PASSAGE GIVEN:
The governing board for the tests known as “the nation’s report card” has marked its own definition of what makes a student academically prepared for college.
At a meeting here this month, members of the National Assessment Governing Board, which supervises the National Assessment of Educational Progress, voted 17-2 to adopt language that will define the new “college prepared” scores in reading and mathematics on the assessment.
The language will be used for reporting in the next 12th grade NAEP, whose results will be announced in spring 2014. Those results will include a nationally representative sample of seniors as well as state-level results for 13 states that volunteered to give the test to more students.
The final definition is fairly limited, with members voting to say that the percentages of students performing at or above 163 out of 300 in mathematics and 302 out of 500 in reading on the 12th grade assessments would be “plausible estimate[s] of the percentage of students who possess the knowledge, skills, and abilities [in those subjects] to make them academically prepared for college.”
The two members who voted against the measure Aug. 3 were Andrés A. Alonso and Rebecca Gagnon.
Mr. Alonso, a professor of practice at the Harvard Graduate School of Education and a former chief executive of the Baltimore public schools, argued that the research was not strong enough to set particular cutoff scores for college preparation. By contrast, Ms. Gagnon, the director of the Minneapolis board of education, argued that NAGB should take a firmer stance. She said the cutoff scores are “reasonable” estimates rather than “plausible.”

SOURCE MATERIAL:
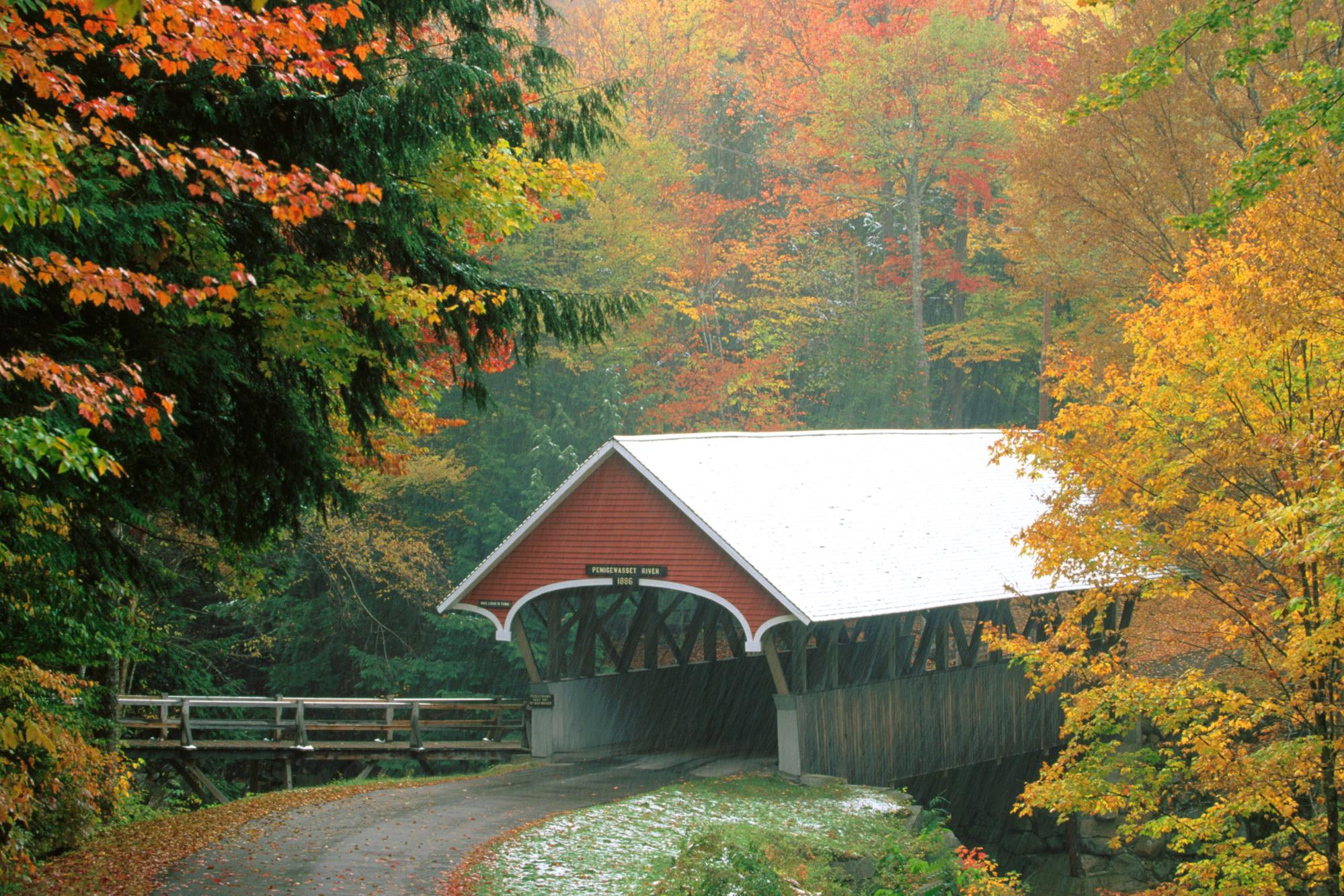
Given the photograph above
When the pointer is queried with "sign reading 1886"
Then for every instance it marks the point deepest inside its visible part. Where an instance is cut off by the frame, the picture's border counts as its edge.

WHAT TO DO:
a. Please list every organization or institution named in the article above about the governing board's college-preparedness definition.
b. Continue the article on the college-preparedness definition above, picking up after its final sentence.

RESULTS FOR EACH TASK:
a.
National Assessment Governing Board
National Assessment of Educational Progress
Harvard Graduate School of Education
Baltimore public schools
Minneapolis board of education

b.
The new definitions are based on more than 30 studies, including several comparing the content and predictive value of the federally sponsored NAEP with those of college-placement assessments, such as the SAT, the ACT, and Accuplacer, as well as longitudinal studies in Florida of how students who performed at different levels on NAEP later fared in freshman-level college courses.
Researchers used the federal High School Transcript Study, a 2009 study linking outcomes between NAEP and the SAT, and a longitudinal study of Florida students to compare performance on NAEP in reading and math with the test scores considered “college-readiness benchmarks” in the act and the SAT in 2005 and 2009.
‘Aspirational’ Level
In both subjects, the researchers found students who met the “proficient” achievement level on NAEP—176 out of 300 in math and 302 out of 500 in reading—also scored at or above the college-readiness benchmark scores on the SAT and the ACT. In 2009, 38 percent of 12th graders scored at or above proficient in reading; only 26 percent reached proficiency in math.
NAEP achievement levels are now being aligned with benchmarks on whether students are prepared for college. Seniors who score “proficient” in reading will be considered college-ready. The college-ready benchmark for math falls between proficient and “basic.”
Source: National Center for Education Statistics
Chester E. Finn Jr., who was the chairman of NAGB when the NAEP achievement levels were first approved, said at a symposium this summer in Washington that the “proficient” level was always intended to be “aspirational,” while “ ‘basic’ was supposed to show you were literate and could make your way through the subway system.”
“Now, 23 years later, when college and career readiness is on everyone’s lips, ... lo and behold, the pretty-clear conclusion reached is NAEP ‘proficient’ comes pretty darn close to college preparedness,” said Mr. Finn, the president of the Thomas B. Fordham Institute, a Washington-based research group.
To get a more nuanced look at how students of different performance levels fared in college, the researchers tracked students by using Florida’s K-20 student longitudinal system.
Based on the Florida data, students who earned at least a 298 out of 500 in reading or 162 out of 300 in math—reading nearly at the “proficient” level and math in the “basic” range—also at least met the ACT or SAT college-placement benchmarks, had a first-year college grade point average of at least 2.67, and were placed in nonremedial courses in math and literature.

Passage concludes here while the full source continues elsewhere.